== SCHRIFTLICHE AUFGABE 1 ==
Gib die folgende Rezension vollständig und wortgetreu aus.
━━━ VORGEGEBENER TEXT
Rezension von Benfi:


Kurzbeschreibung:
Es beginnt damit, dass die Studentin Manuela Schober in das Büro von Linda Zimmermann gefallen kommt, etwas von Hexensabbat stammelt und vor den Augen der Bundesermittlerin und dem Auszubildenden Easy stirbt. Die Ermittlungen bei denen Linda und Easy von dem Detektiv Christoph Schwarz unterstützt werden - ergeben eine Spur zu dem bekannten Satanisten Robert Fritz Wagner, doch eine Hausdurchsuchung bringt scheinbar nicht viel, außer dass die SSSK-Offizierin Florence O'Brien plötzlich im Büro der Sonderermittlerin auftaucht und diese warnt, die Finger von Wagner zu lassen, da er unter dem Schutz der SSSK stehe! Als allerdings eine weitere Spur auf Wagners PC von der Hackerin Anna Simonis entdeckt wird, kommen Linda, Easy und der Detektiv Schwarz einer Studenten-Hexenvereinigung auf die Spur, die sogar vor Morden nicht zurückschreckt, um ihre einen privaten Ziele durchzusetzen. Diese gehen auch gegen jene vor, die versuchen, aus dem Zirkel auszusteigen! Kann das Ermittler-Trio weitere Morde verhindern und die jungen Hexen bei ihren Vorhaben stoppen?
━━━━━━
━━━ ANGEZEIGTE DATEN
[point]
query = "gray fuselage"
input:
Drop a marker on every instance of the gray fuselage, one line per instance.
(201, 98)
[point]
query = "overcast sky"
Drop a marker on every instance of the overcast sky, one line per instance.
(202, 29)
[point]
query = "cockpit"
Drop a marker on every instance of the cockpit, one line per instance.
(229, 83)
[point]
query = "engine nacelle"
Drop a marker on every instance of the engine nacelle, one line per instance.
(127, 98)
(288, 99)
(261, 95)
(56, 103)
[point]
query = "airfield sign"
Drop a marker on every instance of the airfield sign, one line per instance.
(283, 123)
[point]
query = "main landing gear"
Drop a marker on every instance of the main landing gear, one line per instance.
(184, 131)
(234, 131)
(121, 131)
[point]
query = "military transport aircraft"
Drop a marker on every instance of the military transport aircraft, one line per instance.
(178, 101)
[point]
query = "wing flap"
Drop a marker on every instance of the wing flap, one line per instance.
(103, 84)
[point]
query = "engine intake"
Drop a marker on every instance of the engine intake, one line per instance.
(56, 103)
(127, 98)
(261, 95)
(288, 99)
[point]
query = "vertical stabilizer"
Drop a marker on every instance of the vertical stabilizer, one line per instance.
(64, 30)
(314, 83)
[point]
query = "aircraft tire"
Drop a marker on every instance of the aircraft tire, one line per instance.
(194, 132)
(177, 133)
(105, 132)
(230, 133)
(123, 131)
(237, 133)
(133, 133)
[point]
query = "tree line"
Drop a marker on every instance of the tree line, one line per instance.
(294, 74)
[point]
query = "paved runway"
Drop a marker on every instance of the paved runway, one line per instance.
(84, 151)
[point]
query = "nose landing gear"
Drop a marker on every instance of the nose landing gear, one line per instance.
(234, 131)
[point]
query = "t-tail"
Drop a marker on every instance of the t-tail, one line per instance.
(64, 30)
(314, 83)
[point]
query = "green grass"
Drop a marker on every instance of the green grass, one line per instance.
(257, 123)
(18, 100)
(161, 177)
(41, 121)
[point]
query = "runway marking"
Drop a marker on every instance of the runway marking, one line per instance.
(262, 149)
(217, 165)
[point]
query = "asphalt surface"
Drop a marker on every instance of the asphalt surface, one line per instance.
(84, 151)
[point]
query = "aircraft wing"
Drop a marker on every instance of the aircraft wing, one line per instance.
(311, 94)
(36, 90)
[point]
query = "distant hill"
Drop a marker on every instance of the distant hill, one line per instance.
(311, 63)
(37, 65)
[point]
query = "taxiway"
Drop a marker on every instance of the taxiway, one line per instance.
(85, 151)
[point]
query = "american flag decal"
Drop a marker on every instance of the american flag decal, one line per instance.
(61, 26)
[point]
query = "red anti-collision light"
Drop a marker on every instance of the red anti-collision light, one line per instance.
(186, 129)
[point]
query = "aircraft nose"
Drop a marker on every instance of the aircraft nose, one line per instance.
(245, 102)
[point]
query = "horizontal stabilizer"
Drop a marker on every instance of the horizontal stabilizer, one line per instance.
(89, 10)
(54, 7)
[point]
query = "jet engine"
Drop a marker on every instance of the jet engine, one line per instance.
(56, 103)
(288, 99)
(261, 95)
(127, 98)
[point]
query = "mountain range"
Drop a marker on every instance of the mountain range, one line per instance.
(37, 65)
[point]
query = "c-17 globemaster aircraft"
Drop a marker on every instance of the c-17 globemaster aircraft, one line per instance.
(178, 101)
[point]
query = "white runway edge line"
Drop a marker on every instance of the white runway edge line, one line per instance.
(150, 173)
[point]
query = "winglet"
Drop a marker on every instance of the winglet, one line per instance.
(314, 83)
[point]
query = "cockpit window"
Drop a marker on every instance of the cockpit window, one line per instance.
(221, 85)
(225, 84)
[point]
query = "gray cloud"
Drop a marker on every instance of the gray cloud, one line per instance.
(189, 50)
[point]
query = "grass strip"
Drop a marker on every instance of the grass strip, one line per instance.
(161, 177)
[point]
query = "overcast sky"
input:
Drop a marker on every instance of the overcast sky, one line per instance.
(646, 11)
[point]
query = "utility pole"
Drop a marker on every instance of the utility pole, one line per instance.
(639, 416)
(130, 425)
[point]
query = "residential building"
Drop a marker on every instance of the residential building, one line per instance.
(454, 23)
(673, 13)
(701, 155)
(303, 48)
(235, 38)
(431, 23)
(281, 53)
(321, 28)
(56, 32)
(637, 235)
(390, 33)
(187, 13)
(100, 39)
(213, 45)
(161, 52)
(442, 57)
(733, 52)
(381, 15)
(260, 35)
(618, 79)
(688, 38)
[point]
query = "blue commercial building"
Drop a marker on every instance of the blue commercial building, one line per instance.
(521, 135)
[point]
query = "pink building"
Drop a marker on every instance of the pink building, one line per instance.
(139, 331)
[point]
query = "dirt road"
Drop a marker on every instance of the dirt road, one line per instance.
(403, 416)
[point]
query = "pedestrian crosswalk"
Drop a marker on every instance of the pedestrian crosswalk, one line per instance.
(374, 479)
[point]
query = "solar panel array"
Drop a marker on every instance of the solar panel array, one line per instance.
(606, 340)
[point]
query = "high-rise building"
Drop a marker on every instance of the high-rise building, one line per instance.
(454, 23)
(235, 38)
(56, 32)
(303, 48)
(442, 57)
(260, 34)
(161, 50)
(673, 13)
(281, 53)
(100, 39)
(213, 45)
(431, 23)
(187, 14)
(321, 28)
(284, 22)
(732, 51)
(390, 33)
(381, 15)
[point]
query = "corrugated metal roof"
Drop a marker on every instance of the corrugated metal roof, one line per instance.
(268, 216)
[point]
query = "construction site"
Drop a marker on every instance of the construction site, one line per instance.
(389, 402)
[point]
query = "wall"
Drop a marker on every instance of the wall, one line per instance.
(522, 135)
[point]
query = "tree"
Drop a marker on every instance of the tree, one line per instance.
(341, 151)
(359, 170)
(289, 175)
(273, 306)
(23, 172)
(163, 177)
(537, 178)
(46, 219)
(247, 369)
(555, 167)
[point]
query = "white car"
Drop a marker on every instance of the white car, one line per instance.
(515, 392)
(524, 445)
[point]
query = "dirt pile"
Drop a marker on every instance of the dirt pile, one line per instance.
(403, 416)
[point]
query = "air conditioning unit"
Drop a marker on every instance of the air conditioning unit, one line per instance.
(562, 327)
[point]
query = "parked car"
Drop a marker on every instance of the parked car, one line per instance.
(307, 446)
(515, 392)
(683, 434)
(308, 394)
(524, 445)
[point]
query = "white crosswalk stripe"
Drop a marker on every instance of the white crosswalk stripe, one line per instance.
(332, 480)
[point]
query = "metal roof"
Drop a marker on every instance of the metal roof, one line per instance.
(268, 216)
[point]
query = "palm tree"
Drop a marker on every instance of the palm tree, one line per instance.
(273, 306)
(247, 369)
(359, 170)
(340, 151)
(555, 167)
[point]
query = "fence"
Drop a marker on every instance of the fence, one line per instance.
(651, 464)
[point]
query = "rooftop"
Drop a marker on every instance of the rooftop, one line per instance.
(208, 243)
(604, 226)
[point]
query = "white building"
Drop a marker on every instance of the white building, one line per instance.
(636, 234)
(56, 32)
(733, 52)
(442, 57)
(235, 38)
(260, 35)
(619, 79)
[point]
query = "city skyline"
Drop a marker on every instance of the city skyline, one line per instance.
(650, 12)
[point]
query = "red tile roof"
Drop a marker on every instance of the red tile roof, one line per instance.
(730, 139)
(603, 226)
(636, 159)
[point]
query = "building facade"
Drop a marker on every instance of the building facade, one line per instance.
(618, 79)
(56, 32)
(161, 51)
━━━━━━
== SCHRIFTLICHE AUFGABE 2 ==
Gib jede Zeile der obigen Datensätze zurück, in der die Zeichenfolge „panel“ vorkommt.

== AUSGEARBEITETE LÖSUNG 1 ==
Rezension von Benfi:


Kurzbeschreibung:
Es beginnt damit, dass die Studentin Manuela Schober in das Büro von Linda Zimmermann gefallen kommt, etwas von Hexensabbat stammelt und vor den Augen der Bundesermittlerin und dem Auszubildenden Easy stirbt. Die Ermittlungen bei denen Linda und Easy von dem Detektiv Christoph Schwarz unterstützt werden - ergeben eine Spur zu dem bekannten Satanisten Robert Fritz Wagner, doch eine Hausdurchsuchung bringt scheinbar nicht viel, außer dass die SSSK-Offizierin Florence O'Brien plötzlich im Büro der Sonderermittlerin auftaucht und diese warnt, die Finger von Wagner zu lassen, da er unter dem Schutz der SSSK stehe! Als allerdings eine weitere Spur auf Wagners PC von der Hackerin Anna Simonis entdeckt wird, kommen Linda, Easy und der Detektiv Schwarz einer Studenten-Hexenvereinigung auf die Spur, die sogar vor Morden nicht zurückschreckt, um ihre einen privaten Ziele durchzusetzen. Diese gehen auch gegen jene vor, die versuchen, aus dem Zirkel auszusteigen! Kann das Ermittler-Trio weitere Morde verhindern und die jungen Hexen bei ihren Vorhaben stoppen?

== AUSGEARBEITETE LÖSUNG 2 ==
query = "solar panel array"
Drop a marker on every instance of the solar panel array, one line per instance.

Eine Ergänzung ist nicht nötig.